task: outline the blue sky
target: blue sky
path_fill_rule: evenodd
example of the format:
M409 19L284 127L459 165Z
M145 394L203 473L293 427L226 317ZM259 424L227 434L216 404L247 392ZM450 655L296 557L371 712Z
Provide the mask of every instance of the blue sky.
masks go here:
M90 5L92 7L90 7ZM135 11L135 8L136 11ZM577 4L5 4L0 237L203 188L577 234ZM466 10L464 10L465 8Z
□ □ □
◆ REQUIREMENT ◆
Can you reproduce every line of the records above character for character, with no changes?

◆ EXERCISE RESPONSE ◆
task: outline the blue sky
target: blue sky
path_fill_rule: evenodd
example of the format:
M409 19L284 127L459 165Z
M145 394L203 473L293 427L226 317ZM259 424L227 434L216 404L247 392ZM450 655L296 557L371 712Z
Provide the mask of every instance of the blue sky.
masks go here:
M90 5L92 7L90 7ZM135 11L135 8L136 11ZM577 4L5 4L0 237L203 188L577 234ZM466 10L464 10L465 8Z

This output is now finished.